# [GIVEN INSTRUCTION 1]
Filter the records below and copy out every line that contains the word "black".

# [READING PASSAGE]
There are potentially many situations in which a mix of static and dynamic DOM elements are operated on by d3 transitions.

Here, by static I mean those elements in existence for (more or less) the lifespan of a governing svg:svg container, and by dynamic, I mean those created and removed with each transition cycle.

Individual static elements are normally subject to chained transitions, each new transition augmenting the previous one, the elements or transitions being assigned to a single, long-lived variable.

Dynamic elements are normally subject to staggered transitions, whereby each element or transition is assigned to a discrete, local and short-lived variable.

Whether chained, staggered or a mix, where discrete transitions exist concurrently, they appear to interfere with each other, suggesting that certain d3.transition() internal states end up being shared, or (otherwise put) that only one transition can be in existence at a given time.

I'm interested in strategies for eliminating such interference, the challenge being that -depending on the nature of the root or controlling transition, chained transitions may be derived from staggered transitions values and (less likely?) vice-versa.

PROBLEM

It seems to me that any such discrete but concurrent transitions may have to be maintained under entirely separate scope. The questions:

1) can multiple, discrete transitions coexist concurrently at all?

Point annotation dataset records
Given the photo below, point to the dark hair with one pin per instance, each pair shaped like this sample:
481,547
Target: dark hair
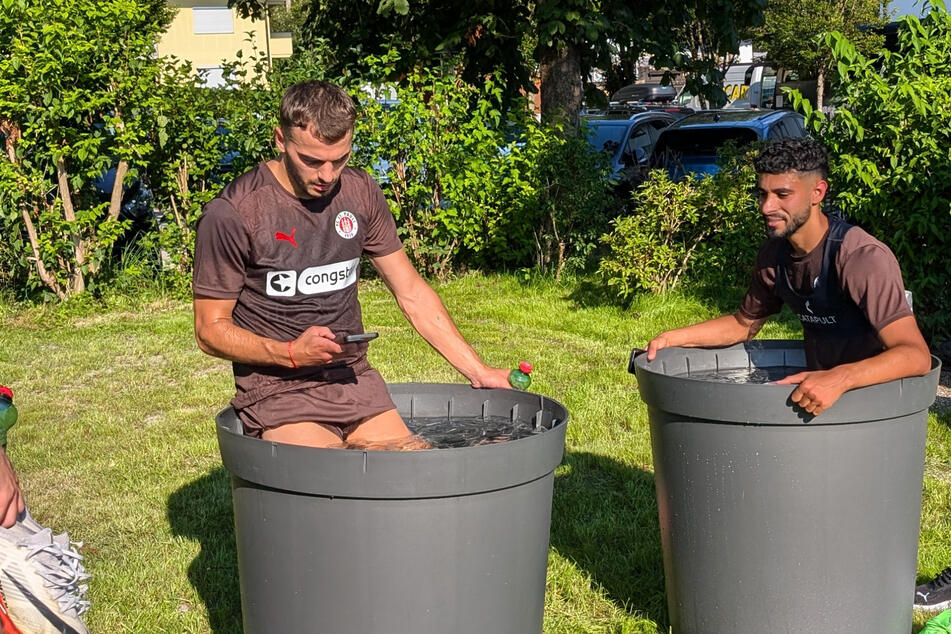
325,110
793,154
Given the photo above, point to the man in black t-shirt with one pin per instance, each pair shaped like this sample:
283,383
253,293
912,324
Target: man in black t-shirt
277,261
844,286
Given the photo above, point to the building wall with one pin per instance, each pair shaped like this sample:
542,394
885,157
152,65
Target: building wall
221,34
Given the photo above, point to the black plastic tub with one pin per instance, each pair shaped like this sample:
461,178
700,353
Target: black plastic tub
776,521
343,541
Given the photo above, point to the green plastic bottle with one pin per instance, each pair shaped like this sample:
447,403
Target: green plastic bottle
8,413
519,377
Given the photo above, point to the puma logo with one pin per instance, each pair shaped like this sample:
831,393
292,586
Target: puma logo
289,238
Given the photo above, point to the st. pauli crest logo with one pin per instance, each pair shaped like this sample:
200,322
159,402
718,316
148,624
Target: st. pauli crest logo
346,224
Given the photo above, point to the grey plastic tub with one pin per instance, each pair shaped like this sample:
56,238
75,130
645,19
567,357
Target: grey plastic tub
774,521
423,542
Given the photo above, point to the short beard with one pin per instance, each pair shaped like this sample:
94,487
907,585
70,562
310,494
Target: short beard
795,222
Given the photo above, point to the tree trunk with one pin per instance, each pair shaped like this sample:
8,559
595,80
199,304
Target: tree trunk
561,85
115,202
47,278
78,282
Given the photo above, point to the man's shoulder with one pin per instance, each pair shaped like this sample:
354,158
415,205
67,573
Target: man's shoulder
860,244
857,237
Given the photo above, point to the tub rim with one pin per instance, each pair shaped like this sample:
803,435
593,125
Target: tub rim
662,387
432,473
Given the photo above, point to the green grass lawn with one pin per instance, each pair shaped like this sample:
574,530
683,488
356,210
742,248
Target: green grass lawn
116,444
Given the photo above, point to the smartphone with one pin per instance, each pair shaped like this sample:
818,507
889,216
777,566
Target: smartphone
366,336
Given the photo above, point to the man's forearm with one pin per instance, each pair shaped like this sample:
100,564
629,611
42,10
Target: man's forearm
428,315
722,331
895,363
222,338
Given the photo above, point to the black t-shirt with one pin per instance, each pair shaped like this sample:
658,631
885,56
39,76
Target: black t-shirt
290,263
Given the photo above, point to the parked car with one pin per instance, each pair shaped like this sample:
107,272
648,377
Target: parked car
628,135
654,93
690,145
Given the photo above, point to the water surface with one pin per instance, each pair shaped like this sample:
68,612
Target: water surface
471,431
744,375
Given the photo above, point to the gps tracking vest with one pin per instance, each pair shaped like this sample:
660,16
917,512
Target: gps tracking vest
826,313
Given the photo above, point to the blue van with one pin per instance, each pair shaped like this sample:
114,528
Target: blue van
690,145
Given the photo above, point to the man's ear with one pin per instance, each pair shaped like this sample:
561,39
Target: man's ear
819,191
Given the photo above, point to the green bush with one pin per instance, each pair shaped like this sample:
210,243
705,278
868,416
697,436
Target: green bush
77,97
890,153
701,230
471,185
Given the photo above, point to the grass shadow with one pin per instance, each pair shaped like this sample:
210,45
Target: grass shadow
604,519
590,293
202,510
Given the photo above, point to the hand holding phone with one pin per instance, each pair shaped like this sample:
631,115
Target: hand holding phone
360,338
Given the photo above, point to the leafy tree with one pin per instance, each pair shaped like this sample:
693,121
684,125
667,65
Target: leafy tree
890,151
77,84
560,40
793,33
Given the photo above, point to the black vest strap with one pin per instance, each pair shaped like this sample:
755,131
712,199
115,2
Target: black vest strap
826,311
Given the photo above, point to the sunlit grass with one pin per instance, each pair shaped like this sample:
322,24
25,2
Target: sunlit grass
116,444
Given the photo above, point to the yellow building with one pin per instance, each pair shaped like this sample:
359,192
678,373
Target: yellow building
205,32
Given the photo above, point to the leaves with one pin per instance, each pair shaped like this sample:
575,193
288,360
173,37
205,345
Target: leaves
890,152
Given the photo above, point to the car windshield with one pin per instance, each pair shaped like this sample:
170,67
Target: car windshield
702,141
606,137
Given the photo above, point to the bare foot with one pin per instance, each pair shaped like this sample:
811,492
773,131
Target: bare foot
412,442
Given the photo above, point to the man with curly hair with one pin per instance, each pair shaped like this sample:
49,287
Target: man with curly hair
844,285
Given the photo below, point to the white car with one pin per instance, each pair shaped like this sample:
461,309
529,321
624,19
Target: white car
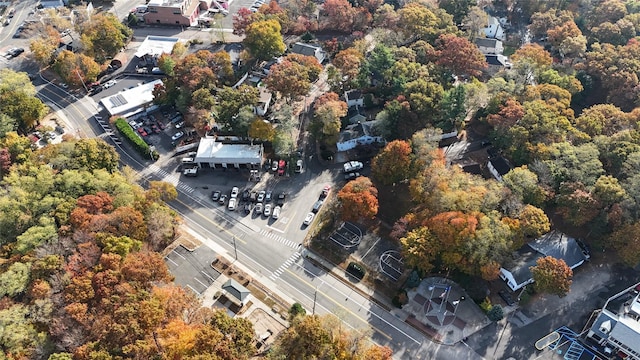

# [GIVEN INSTRUCTION 2]
Retype the passage on d3 transitions above, starting at "Here, by static" and ending at "a given time.".

# [FULL OUTPUT 1]
Given the photo above, point to the man in black t-shirt with one pin per instance, each pair shaped like this sample:
Target: man in black t-shirt
Given the photo above, point to the black plastic tub with one pin per instance, each pair shaped like this sample:
Target: black plastic tub
Given the photo above, point to the black t-shirt with one pin per instance, each pair shaped like this sample:
Target: black t-shirt
Given the photo above, point to the black vest strap with one pin per instance, each pair shaped like this sample:
Target: black vest strap

# [FULL OUTPUT 2]
Here, by static I mean those elements in existence for (more or less) the lifespan of a governing svg:svg container, and by dynamic, I mean those created and removed with each transition cycle.

Individual static elements are normally subject to chained transitions, each new transition augmenting the previous one, the elements or transitions being assigned to a single, long-lived variable.

Dynamic elements are normally subject to staggered transitions, whereby each element or transition is assigned to a discrete, local and short-lived variable.

Whether chained, staggered or a mix, where discrete transitions exist concurrently, they appear to interfere with each other, suggesting that certain d3.transition() internal states end up being shared, or (otherwise put) that only one transition can be in existence at a given time.